> _Provided material_:
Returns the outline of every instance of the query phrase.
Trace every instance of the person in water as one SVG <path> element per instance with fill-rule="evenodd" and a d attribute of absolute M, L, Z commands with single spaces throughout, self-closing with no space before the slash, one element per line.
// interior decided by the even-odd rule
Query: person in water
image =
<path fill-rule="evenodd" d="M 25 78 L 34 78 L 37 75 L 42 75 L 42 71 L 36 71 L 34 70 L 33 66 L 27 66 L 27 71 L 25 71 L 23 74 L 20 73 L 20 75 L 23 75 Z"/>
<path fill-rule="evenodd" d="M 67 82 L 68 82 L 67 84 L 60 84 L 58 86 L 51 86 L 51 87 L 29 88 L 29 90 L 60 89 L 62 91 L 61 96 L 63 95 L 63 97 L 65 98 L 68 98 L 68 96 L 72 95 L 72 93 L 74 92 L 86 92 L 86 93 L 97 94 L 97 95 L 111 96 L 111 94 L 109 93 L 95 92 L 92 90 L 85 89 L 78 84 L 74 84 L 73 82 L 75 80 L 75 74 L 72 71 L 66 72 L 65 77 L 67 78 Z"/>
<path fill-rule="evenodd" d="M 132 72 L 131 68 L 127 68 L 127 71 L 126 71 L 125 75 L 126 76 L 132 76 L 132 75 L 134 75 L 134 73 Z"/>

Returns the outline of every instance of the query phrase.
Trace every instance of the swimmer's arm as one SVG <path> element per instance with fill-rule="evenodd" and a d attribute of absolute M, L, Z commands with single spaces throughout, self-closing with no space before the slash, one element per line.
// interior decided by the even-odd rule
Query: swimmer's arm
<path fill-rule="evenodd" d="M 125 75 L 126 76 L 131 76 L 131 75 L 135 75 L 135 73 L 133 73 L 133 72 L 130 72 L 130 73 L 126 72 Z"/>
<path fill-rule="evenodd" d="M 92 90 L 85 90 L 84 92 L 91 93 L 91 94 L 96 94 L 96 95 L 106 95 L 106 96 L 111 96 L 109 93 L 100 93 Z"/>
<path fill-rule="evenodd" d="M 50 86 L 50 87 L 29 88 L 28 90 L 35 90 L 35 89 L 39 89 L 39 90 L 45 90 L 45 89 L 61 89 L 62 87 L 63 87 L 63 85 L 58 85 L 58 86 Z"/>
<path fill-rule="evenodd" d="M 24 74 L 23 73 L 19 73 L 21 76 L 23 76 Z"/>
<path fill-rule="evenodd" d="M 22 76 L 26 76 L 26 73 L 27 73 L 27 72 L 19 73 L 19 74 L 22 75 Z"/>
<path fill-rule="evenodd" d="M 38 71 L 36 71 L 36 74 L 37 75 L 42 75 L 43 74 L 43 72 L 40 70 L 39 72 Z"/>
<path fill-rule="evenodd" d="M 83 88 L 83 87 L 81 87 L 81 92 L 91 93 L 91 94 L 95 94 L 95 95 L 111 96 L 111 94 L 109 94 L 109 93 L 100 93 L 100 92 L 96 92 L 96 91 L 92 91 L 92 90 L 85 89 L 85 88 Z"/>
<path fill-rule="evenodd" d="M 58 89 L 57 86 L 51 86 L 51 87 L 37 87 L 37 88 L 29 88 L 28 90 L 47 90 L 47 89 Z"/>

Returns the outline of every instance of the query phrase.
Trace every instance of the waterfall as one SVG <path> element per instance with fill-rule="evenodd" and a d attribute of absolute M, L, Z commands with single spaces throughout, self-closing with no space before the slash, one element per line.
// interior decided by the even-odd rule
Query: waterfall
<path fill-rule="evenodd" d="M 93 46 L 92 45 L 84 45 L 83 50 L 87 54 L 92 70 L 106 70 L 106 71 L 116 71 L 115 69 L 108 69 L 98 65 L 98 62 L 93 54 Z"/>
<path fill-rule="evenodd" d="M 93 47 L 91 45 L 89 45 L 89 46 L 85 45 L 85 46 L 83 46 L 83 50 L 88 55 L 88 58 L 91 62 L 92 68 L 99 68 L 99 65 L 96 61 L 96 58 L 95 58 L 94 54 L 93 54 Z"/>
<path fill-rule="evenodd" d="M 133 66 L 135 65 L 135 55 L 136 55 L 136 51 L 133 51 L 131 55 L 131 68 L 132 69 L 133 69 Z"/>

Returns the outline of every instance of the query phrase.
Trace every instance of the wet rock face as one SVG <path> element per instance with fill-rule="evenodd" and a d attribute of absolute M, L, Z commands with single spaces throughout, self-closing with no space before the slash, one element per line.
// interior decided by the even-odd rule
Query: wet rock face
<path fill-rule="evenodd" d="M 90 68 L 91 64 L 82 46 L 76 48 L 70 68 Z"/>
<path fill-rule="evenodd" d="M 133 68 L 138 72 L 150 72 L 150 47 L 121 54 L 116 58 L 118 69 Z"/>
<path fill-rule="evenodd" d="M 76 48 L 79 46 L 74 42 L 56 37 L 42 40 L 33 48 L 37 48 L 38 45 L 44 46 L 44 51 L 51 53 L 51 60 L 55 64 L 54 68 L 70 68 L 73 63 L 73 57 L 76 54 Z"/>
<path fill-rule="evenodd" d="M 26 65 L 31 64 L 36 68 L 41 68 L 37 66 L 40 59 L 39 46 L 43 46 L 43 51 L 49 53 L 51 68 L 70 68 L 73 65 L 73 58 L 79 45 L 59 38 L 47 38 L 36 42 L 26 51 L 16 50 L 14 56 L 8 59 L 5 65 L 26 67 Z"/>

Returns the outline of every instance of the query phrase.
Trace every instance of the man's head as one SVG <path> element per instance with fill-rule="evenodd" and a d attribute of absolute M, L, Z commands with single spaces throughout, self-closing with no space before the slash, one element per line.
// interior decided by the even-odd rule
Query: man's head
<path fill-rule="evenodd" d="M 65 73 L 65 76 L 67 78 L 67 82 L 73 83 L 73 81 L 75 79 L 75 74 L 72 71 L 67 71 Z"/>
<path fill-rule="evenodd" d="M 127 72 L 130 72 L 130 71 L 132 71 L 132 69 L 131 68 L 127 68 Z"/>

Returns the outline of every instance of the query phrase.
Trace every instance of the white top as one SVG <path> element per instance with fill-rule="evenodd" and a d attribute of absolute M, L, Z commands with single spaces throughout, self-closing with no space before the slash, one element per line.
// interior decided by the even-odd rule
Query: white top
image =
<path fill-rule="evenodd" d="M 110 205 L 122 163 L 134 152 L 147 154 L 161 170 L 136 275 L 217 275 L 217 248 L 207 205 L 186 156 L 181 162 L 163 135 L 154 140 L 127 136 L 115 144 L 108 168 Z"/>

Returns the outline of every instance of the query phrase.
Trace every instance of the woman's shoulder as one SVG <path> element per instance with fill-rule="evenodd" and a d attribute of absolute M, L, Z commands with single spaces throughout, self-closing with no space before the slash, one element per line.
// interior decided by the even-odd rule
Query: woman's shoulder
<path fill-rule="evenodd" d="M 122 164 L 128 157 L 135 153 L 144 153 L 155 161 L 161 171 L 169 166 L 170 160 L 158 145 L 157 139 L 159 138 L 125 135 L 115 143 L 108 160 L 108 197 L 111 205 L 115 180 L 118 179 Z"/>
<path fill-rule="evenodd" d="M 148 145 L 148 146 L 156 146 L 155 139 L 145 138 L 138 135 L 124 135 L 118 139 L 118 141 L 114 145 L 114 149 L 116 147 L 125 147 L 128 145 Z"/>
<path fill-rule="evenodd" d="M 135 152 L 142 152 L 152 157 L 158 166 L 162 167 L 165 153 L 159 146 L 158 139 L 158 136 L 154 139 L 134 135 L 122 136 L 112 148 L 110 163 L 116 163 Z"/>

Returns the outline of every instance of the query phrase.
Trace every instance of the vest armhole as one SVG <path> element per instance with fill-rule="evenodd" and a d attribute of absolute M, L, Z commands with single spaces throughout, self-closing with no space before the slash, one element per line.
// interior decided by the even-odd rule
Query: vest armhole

> _Work to complete_:
Return the whole listing exactly as it reads.

> _Expected output_:
Returns the outline of every instance of the query phrase.
Trace every instance of the person in water as one SVG <path> element per instance with fill-rule="evenodd" and a d attribute of absolute M, L, Z commands with single spaces throughout, self-closing with no space before the slash, one element per line.
// interior decided by the even-odd rule
Query: person in water
image =
<path fill-rule="evenodd" d="M 25 78 L 34 78 L 37 75 L 42 75 L 42 71 L 36 71 L 34 70 L 33 66 L 27 66 L 27 71 L 25 71 L 23 74 L 20 73 L 20 75 L 23 75 Z"/>
<path fill-rule="evenodd" d="M 67 82 L 68 82 L 67 84 L 60 84 L 58 86 L 51 86 L 51 87 L 29 88 L 29 90 L 60 89 L 62 91 L 61 96 L 63 95 L 63 97 L 65 98 L 68 98 L 68 96 L 72 95 L 72 93 L 74 92 L 86 92 L 86 93 L 97 94 L 97 95 L 111 96 L 111 94 L 109 93 L 95 92 L 92 90 L 85 89 L 78 84 L 74 84 L 73 82 L 75 80 L 75 74 L 72 71 L 66 72 L 65 77 L 67 78 Z"/>
<path fill-rule="evenodd" d="M 132 72 L 131 68 L 127 68 L 127 71 L 126 71 L 125 75 L 126 76 L 132 76 L 132 75 L 134 75 L 134 73 Z"/>

Returns the outline of every instance of the query phrase.
Trace every instance of the swimmer's arm as one SVG <path> element per instance with fill-rule="evenodd" and a d attribute of absolute M, L, Z commands with single spaces throughout, self-closing with no space before the slash, one element per line.
// interior decided by the even-odd rule
Query: swimmer's arm
<path fill-rule="evenodd" d="M 125 75 L 126 76 L 131 76 L 131 75 L 135 75 L 135 73 L 133 73 L 133 72 L 130 72 L 130 73 L 126 72 Z"/>
<path fill-rule="evenodd" d="M 92 90 L 85 90 L 84 92 L 91 93 L 91 94 L 96 94 L 96 95 L 106 95 L 106 96 L 111 96 L 109 93 L 100 93 Z"/>
<path fill-rule="evenodd" d="M 50 86 L 50 87 L 29 88 L 28 90 L 35 90 L 35 89 L 39 89 L 39 90 L 45 90 L 45 89 L 61 89 L 62 87 L 63 87 L 63 85 L 58 85 L 58 86 Z"/>
<path fill-rule="evenodd" d="M 24 74 L 23 73 L 19 73 L 21 76 L 23 76 Z"/>
<path fill-rule="evenodd" d="M 22 76 L 26 76 L 26 73 L 27 73 L 27 72 L 19 73 L 19 74 L 22 75 Z"/>
<path fill-rule="evenodd" d="M 38 71 L 36 71 L 36 74 L 37 75 L 42 75 L 43 74 L 43 72 L 40 70 L 39 72 Z"/>
<path fill-rule="evenodd" d="M 83 88 L 83 87 L 81 87 L 81 92 L 91 93 L 91 94 L 95 94 L 95 95 L 111 96 L 111 94 L 109 94 L 109 93 L 100 93 L 100 92 L 96 92 L 96 91 L 92 91 L 92 90 L 85 89 L 85 88 Z"/>
<path fill-rule="evenodd" d="M 58 89 L 57 86 L 51 86 L 51 87 L 37 87 L 37 88 L 29 88 L 28 90 L 47 90 L 47 89 Z"/>

Returns the outline of every instance of the query phrase.
Trace every instance of the waterfall as one SVG <path> element per instance with fill-rule="evenodd" and a d attribute of absolute M, L, Z commands with single spaces throughout, self-closing with no space before the slash, one element per line.
// interior decided by the even-odd rule
Query: waterfall
<path fill-rule="evenodd" d="M 93 46 L 92 45 L 84 45 L 83 50 L 87 54 L 92 70 L 106 70 L 106 71 L 116 71 L 115 69 L 108 69 L 98 65 L 98 62 L 93 54 Z"/>
<path fill-rule="evenodd" d="M 93 47 L 91 45 L 89 45 L 89 46 L 85 45 L 85 46 L 83 46 L 83 50 L 88 55 L 88 58 L 91 62 L 92 68 L 99 68 L 99 65 L 96 61 L 96 58 L 95 58 L 94 54 L 93 54 Z"/>
<path fill-rule="evenodd" d="M 133 66 L 135 65 L 135 55 L 136 55 L 136 51 L 133 51 L 131 55 L 131 68 L 132 69 L 133 69 Z"/>

Returns the outline of every instance of the query phrase.
Trace every instance of the wet rock face as one SVG <path> element per instance with fill-rule="evenodd" and a d attribute of absolute M, L, Z commands with single spaces throughout, self-closing with no space before the slash, one element per line.
// interior decided by the even-odd rule
Query: wet rock face
<path fill-rule="evenodd" d="M 90 68 L 91 64 L 82 46 L 76 48 L 70 68 Z"/>
<path fill-rule="evenodd" d="M 133 68 L 138 72 L 150 72 L 150 47 L 121 54 L 116 58 L 118 69 Z"/>
<path fill-rule="evenodd" d="M 76 48 L 79 46 L 74 42 L 56 37 L 42 40 L 33 48 L 37 48 L 38 45 L 44 46 L 44 51 L 51 53 L 51 60 L 55 64 L 54 68 L 70 68 L 73 63 L 73 57 L 76 54 Z"/>
<path fill-rule="evenodd" d="M 26 65 L 31 64 L 36 68 L 41 68 L 37 66 L 40 59 L 39 46 L 43 46 L 43 51 L 49 53 L 51 68 L 70 68 L 73 65 L 73 58 L 79 45 L 59 38 L 47 38 L 36 42 L 26 51 L 16 50 L 14 56 L 8 59 L 5 65 L 26 67 Z"/>

Returns the outline of every instance of the query phrase.
Trace every instance of the man's head as one SVG <path> element per instance with fill-rule="evenodd" and a d attribute of absolute M, L, Z commands with single spaces throughout, self-closing with no space before the slash, one element per line.
// interior decided by the even-odd rule
Query: man's head
<path fill-rule="evenodd" d="M 65 73 L 65 76 L 67 78 L 67 82 L 73 83 L 73 81 L 75 79 L 75 74 L 72 71 L 67 71 Z"/>
<path fill-rule="evenodd" d="M 127 72 L 130 72 L 130 71 L 132 71 L 132 69 L 131 68 L 127 68 Z"/>

Returns the outline of every instance of the query phrase.
Trace every instance of the white top as one SVG <path> element per instance with fill-rule="evenodd" and a d attribute of absolute M, L, Z commands with single spaces throughout, self-closing with no space before the slash, one element per line.
// interior decided by the even-odd rule
Query: white top
image =
<path fill-rule="evenodd" d="M 110 205 L 122 163 L 134 152 L 147 154 L 161 170 L 136 275 L 217 275 L 217 248 L 207 205 L 186 156 L 181 162 L 163 135 L 154 140 L 127 136 L 115 144 L 108 168 Z"/>

Returns the outline of every instance of the query phrase.
Trace every instance of the woman's shoulder as one SVG <path> element per instance with fill-rule="evenodd" and a d attribute of absolute M, L, Z commands with single spaces throughout, self-closing with no space before the slash, one element per line.
// interior decided by the even-odd rule
Query: woman's shoulder
<path fill-rule="evenodd" d="M 122 164 L 128 157 L 135 153 L 144 153 L 155 161 L 161 171 L 169 166 L 170 160 L 158 145 L 157 139 L 159 138 L 125 135 L 115 143 L 108 160 L 108 197 L 111 205 L 115 180 L 118 179 Z"/>
<path fill-rule="evenodd" d="M 148 145 L 148 146 L 156 146 L 155 139 L 145 138 L 138 135 L 124 135 L 118 139 L 118 141 L 114 145 L 114 149 L 116 147 L 125 147 L 128 145 Z"/>
<path fill-rule="evenodd" d="M 135 152 L 142 152 L 152 157 L 158 166 L 162 167 L 165 153 L 159 146 L 158 139 L 158 136 L 154 139 L 134 135 L 122 136 L 112 148 L 110 163 L 116 163 Z"/>

Returns the outline of every instance of the query phrase.
Trace every instance of the vest armhole as one SVG <path> element per instance with fill-rule="evenodd" and a d attribute of absolute M, L, Z commands with single spaces throughout, self-closing with no space before the slash, one element per line.
// interior decided by the even-odd rule
Query: vest armhole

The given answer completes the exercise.